> Exercise brief
Extend the live review of the Drowning Horse album launch below, writing on from its last sentence.

=== Study text ===

Live Review: Drowning Horse, Ourobonic Plague, Grief Contest

29 August 2012 | 9:42 am | Christopher H James

A debut album launch usually embodies a beginning and an end; a beginning as it's the band's first feature length statement, an end as it finalises much of their formative work. Tonight, Drowning Horse were able to do everything their way, such as break out the smoke machine and play four full-length songs rather than the usual one and half they can fit into a 30 minute support slot. In support were Grief Contest, who could more accurately be described as a two man who-can-make-the-most-noise contest, although it's a tussle where the drummer seemed to have an unfair advantage as the cymbals and snare slammed through the cacophony of guitar. Displaying a good ear for tones and with a talent for gradually mutating simple drum lines into bloody complicated ones, they should be equally at home on metal and noise-rock bills.

In preparation for Nick 'Ourobonic Plague' Sweepah, Craig McElhinney DJed impromptu voodoo jams and sound effects from some future cannibal holocaust; appropriate omens as Sweepah then plundered sinister and weird drones from what might be WA's most evil laptop. Using a heavily distorted vocoder, he unloaded a torrent of verbal imagery of a diseased future that was barely intelligible but morbidly compelling.

=== Extracted entries ===

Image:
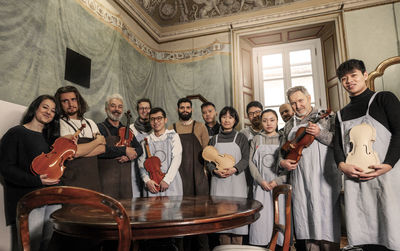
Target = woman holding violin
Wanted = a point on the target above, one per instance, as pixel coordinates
(313, 175)
(19, 146)
(122, 148)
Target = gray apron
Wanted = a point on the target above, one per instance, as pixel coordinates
(232, 186)
(372, 207)
(114, 176)
(261, 230)
(163, 150)
(316, 186)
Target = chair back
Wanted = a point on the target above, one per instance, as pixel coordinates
(279, 228)
(72, 195)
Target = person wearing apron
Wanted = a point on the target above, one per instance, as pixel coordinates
(372, 202)
(264, 150)
(315, 179)
(231, 181)
(166, 145)
(141, 128)
(115, 163)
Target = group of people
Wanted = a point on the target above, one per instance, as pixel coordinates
(371, 201)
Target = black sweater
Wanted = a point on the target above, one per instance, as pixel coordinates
(19, 146)
(385, 109)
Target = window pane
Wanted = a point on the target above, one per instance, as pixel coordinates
(273, 73)
(300, 57)
(274, 93)
(272, 60)
(307, 82)
(301, 70)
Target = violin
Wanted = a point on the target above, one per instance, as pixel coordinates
(221, 161)
(362, 154)
(293, 149)
(153, 165)
(52, 163)
(125, 133)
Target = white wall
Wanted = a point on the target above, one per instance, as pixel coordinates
(10, 115)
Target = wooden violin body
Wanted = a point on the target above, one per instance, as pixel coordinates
(362, 154)
(153, 165)
(125, 133)
(222, 161)
(293, 149)
(52, 163)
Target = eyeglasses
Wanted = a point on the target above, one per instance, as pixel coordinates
(256, 113)
(158, 119)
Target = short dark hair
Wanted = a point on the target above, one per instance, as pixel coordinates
(156, 110)
(141, 101)
(232, 112)
(51, 131)
(274, 112)
(184, 100)
(207, 104)
(349, 66)
(253, 104)
(82, 105)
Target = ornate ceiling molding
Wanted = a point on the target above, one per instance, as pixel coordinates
(117, 23)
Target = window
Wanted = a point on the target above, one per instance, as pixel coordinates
(283, 66)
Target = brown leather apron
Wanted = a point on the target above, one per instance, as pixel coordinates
(115, 177)
(194, 177)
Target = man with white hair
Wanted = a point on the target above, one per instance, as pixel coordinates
(315, 179)
(115, 163)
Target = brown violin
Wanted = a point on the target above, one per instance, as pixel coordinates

===

> Response
As a hulking example of the drone-doom genre, Drowning Horse have classic riffs and a brute intensity best exemplified by drummer James Wills' maximum impact technique, requiring the playing of each beat to begin with hands poised way over his head, as if not only trying to murder his kit but obliterate all the evidence too. It was complimented by an acute visual dynamic; two blood red spotlights, a chain of matching floor bulbs and the odd smoke puff drifting through angular shadows of their towering amps – ones which were stress tested way beyond conventional means, particularly during Of The Wild when bassman Robin Mandar managed to deploy unfathomable amounts of feedback by pressing the neck of his guitar into the base of his agonized speaker. If that wasn't enough of a WTF moment, Sorrow saw Wills put down his sticks and begin blasting low, metallic notes from a trombone. Tonight may have ended Chapter 1 of the Drowning Horse saga, but with support slots already lined up for some very fine international bands, Chapter 2 is looking like they'll paint the town and beyond blood red.